- **Data in this exercise**:
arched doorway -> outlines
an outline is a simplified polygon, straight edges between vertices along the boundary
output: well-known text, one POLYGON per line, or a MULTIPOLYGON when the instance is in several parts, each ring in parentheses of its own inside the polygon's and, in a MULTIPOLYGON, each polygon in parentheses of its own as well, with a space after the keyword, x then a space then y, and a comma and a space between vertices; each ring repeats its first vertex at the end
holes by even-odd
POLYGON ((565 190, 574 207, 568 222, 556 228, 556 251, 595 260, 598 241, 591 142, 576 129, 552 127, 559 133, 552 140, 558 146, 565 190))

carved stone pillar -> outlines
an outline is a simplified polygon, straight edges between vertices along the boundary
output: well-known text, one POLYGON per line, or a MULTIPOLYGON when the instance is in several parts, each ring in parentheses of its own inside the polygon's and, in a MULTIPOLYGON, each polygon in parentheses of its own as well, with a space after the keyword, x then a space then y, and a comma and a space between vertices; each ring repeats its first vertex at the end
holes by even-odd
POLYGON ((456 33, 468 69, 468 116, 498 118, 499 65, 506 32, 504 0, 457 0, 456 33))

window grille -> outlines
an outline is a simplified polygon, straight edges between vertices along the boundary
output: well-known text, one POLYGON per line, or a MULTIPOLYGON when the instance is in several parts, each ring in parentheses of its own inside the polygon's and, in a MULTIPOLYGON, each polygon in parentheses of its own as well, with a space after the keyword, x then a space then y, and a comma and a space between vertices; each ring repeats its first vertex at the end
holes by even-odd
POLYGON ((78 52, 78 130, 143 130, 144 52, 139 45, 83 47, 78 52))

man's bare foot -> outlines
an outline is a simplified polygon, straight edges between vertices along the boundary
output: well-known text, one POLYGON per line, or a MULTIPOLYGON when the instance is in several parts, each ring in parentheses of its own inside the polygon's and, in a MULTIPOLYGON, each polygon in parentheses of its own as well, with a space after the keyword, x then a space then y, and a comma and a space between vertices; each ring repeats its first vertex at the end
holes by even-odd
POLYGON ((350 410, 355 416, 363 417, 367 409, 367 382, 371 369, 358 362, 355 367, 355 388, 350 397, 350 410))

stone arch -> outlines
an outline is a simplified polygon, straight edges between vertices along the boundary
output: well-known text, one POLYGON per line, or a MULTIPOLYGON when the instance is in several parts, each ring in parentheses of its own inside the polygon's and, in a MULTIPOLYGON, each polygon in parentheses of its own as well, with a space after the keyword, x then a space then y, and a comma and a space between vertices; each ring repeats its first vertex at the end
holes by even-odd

---

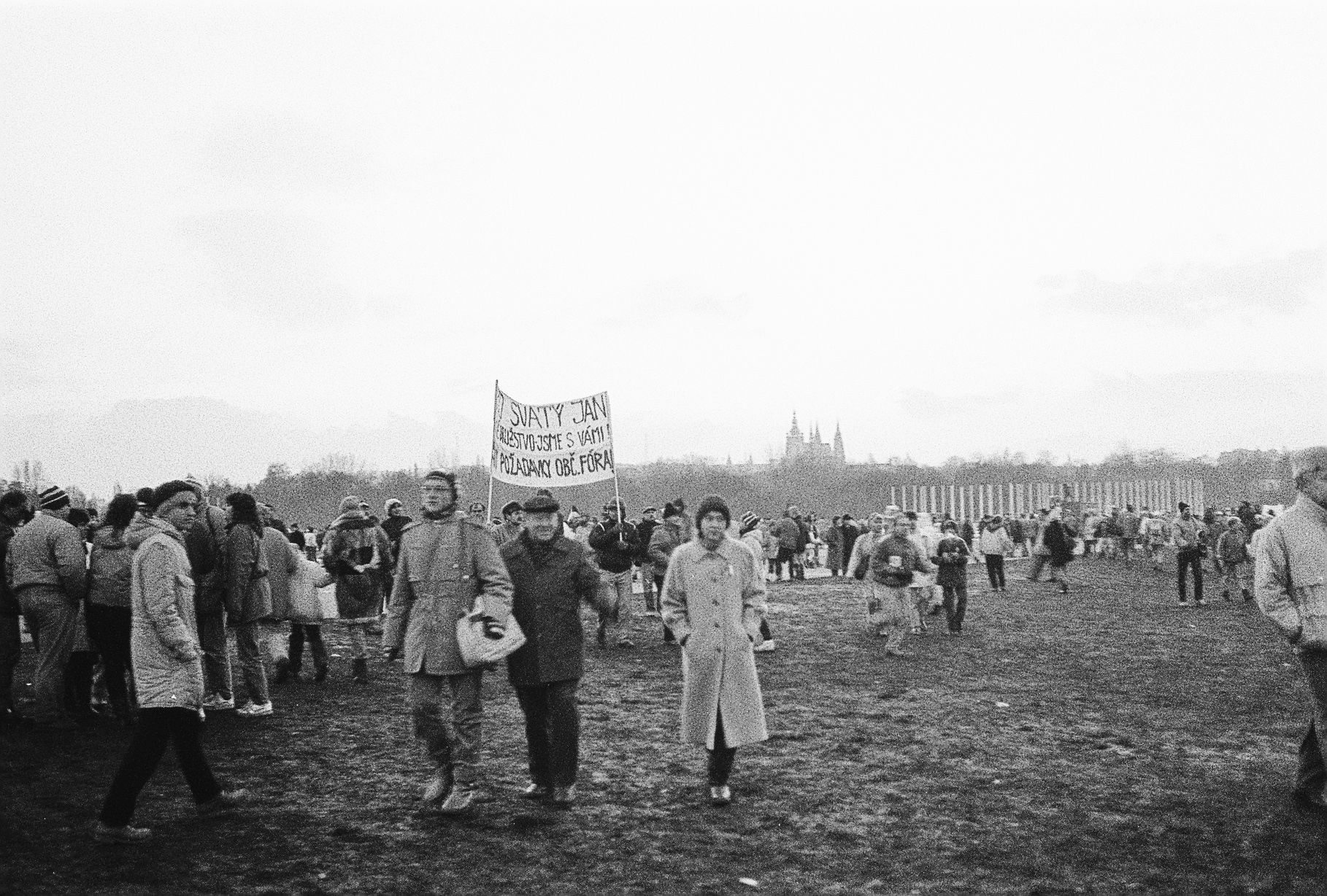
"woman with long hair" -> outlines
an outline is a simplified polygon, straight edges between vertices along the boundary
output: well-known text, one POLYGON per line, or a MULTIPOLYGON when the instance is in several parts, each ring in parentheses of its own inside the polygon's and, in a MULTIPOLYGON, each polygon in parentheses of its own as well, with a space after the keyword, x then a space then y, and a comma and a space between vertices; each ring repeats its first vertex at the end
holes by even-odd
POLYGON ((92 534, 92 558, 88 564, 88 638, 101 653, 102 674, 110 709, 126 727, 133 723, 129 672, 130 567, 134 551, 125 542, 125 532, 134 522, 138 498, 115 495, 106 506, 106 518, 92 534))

---

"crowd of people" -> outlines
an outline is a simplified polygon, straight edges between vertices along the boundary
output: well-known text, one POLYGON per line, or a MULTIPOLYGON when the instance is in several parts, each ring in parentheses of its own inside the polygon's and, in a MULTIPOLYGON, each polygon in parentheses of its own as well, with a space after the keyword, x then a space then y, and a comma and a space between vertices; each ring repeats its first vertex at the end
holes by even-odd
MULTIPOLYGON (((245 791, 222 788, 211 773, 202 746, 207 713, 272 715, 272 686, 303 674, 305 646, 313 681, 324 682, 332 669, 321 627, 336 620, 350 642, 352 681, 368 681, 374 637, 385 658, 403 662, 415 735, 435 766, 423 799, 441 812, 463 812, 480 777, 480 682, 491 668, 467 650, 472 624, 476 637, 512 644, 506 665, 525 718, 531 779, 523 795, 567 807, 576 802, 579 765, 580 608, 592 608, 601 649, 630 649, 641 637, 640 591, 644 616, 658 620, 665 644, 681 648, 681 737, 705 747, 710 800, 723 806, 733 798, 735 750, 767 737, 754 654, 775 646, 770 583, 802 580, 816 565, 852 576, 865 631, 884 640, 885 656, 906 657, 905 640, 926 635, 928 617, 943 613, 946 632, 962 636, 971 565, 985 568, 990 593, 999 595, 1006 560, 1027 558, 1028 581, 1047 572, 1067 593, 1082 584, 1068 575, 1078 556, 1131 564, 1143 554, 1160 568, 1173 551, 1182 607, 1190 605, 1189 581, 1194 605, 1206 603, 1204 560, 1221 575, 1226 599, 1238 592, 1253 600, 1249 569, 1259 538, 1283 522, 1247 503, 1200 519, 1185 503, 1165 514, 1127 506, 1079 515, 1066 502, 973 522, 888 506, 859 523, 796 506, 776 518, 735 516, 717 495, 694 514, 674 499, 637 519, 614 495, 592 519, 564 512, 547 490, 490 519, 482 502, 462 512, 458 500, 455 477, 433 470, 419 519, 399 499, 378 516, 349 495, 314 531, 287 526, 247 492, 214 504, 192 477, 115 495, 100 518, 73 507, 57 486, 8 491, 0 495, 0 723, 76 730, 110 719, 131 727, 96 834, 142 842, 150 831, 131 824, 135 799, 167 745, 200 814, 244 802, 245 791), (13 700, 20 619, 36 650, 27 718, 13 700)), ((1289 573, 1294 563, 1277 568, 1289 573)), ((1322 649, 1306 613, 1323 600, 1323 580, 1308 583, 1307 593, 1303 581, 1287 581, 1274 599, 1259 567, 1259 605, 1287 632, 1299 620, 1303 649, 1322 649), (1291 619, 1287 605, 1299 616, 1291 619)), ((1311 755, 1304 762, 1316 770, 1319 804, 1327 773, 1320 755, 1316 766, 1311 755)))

- **Goal**: Please rewrite the entries between the lines holding "carved stone pillar -> outlines" and "POLYGON ((78 52, 78", inclusive, with "window grille" changed to "window lattice" and nothing else altered.

- **Response below**:
carved stone pillar -> outlines
an outline is a simplified polygon, straight edges between vertices along the boundary
output: well-known text, one POLYGON per line, or a MULTIPOLYGON when the instance is in several parts, each ring in parentheses of its own inside the polygon's and, in a MULTIPOLYGON, each polygon in parentheses of its own as well, with a space after the keyword, x then a space then y, and a comma and a space between vertices; each ring repeats its first vertex at the end
holes by even-odd
POLYGON ((456 33, 468 69, 468 116, 498 118, 499 65, 506 32, 504 0, 457 0, 456 33))

window lattice -> outlines
an outline is a simplified polygon, straight edges between vertices along the boundary
output: well-known text, one POLYGON per line, or a MULTIPOLYGON when the instance is in several parts, each ring in parentheses of its own inside the polygon's and, in a MULTIPOLYGON, each polygon in parentheses of its own as well, with a space after the keyword, x then a space then y, and a comma and a space between vertices; each ring repeats its first vertex at the end
holes by even-odd
POLYGON ((78 52, 78 130, 143 130, 144 52, 139 45, 83 47, 78 52))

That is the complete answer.